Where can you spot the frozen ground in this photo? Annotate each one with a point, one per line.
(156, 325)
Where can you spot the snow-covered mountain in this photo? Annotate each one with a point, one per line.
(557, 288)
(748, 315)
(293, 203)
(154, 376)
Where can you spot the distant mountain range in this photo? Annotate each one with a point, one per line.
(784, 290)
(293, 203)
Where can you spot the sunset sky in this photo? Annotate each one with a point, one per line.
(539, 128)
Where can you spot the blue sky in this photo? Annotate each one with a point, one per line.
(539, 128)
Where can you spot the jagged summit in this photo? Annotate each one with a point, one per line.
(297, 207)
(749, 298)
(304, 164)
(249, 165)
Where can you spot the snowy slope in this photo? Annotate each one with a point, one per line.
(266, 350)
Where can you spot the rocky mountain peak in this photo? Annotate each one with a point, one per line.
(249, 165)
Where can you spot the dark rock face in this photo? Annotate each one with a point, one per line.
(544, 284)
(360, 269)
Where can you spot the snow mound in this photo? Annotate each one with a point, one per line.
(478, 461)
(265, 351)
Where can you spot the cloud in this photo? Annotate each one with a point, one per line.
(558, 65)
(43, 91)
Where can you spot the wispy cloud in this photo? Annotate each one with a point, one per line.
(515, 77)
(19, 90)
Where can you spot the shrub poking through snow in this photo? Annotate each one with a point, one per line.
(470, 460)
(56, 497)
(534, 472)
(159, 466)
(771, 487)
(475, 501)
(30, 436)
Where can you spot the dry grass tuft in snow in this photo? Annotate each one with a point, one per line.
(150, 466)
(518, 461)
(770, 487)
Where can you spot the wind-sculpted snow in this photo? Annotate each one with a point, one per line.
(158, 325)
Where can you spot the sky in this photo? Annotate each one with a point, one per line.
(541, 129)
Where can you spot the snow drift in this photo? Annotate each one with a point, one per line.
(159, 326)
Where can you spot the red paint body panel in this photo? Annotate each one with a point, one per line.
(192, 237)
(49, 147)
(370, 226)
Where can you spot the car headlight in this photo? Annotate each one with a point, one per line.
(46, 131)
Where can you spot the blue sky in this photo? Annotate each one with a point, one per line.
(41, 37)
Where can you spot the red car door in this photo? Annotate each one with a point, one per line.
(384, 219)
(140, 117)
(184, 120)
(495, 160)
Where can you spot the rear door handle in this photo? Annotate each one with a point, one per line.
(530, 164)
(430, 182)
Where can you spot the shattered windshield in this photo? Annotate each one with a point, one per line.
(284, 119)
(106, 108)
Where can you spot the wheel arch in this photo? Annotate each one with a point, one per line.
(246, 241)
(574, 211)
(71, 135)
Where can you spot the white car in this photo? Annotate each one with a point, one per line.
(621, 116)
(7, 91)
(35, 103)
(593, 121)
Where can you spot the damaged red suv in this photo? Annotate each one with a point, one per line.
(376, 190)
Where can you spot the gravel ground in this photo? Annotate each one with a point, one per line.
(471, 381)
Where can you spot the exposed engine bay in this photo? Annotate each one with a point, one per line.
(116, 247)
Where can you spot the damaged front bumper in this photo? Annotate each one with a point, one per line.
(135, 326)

● WHAT IS EXPECTED: Copy each record exactly, leaving nothing out.

● TASK RESULT:
Where can you spot the frozen ground in this photo? Annotate each one with a point, one per line.
(156, 325)
Where can you spot the snow-covered mountain in this photo? Annotate each one with a point, one per line.
(557, 288)
(748, 315)
(293, 203)
(154, 376)
Where can you spot the distant mountain range in this photo? Annotate each one with a point, one per line.
(784, 290)
(293, 203)
Where can you spot the sunset sky in this photo? Annotate each one with a point, one per line.
(539, 128)
Where can you spot the blue sky in this photo? Annotate each one with a point, one per line.
(539, 128)
Where can you spot the jagged summit in this photo? Annotate each one with a point, one per line.
(297, 207)
(749, 298)
(304, 164)
(249, 165)
Where can you spot the snowy slope in this photo? Annotate each one with a point, one per line.
(266, 350)
Where can you spot the rocky mountain peak in this photo? Annotate each one with a point, one per line.
(249, 165)
Where can you spot the dark rock face in this photo? Annotate each one with a point, one per line.
(544, 284)
(360, 269)
Where can you spot the snow mound in this photo? Annotate each one with a point, one per line.
(478, 461)
(265, 351)
Where can you spot the cloud in this photo? Annotate each one with a point, one per line.
(558, 65)
(43, 91)
Where can you spot the wispy cloud in this photo? Annotate each one with a point, one per line.
(515, 77)
(19, 90)
Where can you spot the shrub poking through snow in this photo? Annotate each one with a point, one per line.
(470, 460)
(56, 497)
(534, 472)
(159, 466)
(771, 487)
(475, 501)
(30, 436)
Where can you spot the dry grass tuft in snow in this photo? Annotate each one with a point, one per line.
(150, 466)
(518, 461)
(770, 487)
Where can you spot the wind-sculpted snow in this photo? Annotate each one with a point, one per line.
(158, 325)
Where can you spot the sky in this photo? Annotate each one with a point, one per line.
(541, 129)
Where can you spot the snow drift in this photo? Annotate each one with a point, one per line.
(159, 326)
Where can you spot the red paint body panel in this photo? Annotate each one with a point, one per line.
(192, 237)
(49, 147)
(370, 226)
Where can you spot the car headlight in this photo? Annotate each one with a point, one per line.
(46, 131)
Where can you spot the blue sky in this photo? Annotate each one with a point, one per line.
(41, 37)
Where can you spot the red car door in this photo? Annotate each one with a point, one per line.
(384, 219)
(140, 117)
(184, 120)
(495, 160)
Where can you spot the rear door handle in this photo? Annotate each one with a point, one per line.
(530, 164)
(430, 182)
Where can you spot the shattered windshield in this photo? Annotate each one with a point, one per line.
(284, 119)
(106, 108)
Where can you spot the wheel arch in this photo? Annotate each one with a point, one per line.
(246, 241)
(574, 211)
(71, 135)
Where can you spot the white car in this photo? Annotate each one with a point, one per line.
(621, 116)
(7, 91)
(35, 103)
(593, 121)
Where can you spot the damaged red suv in this photo? Annotate each one with a point, one per line.
(376, 190)
Where can you spot the gravel ground in this photo? Annotate each one with a point, one per line.
(471, 381)
Where can you spot the exposed engine bay in this photo? Annotate each one with a point, one per line.
(116, 247)
Where can you spot the damaged front bumper in this photo? Annotate each one with a point, one per line.
(135, 326)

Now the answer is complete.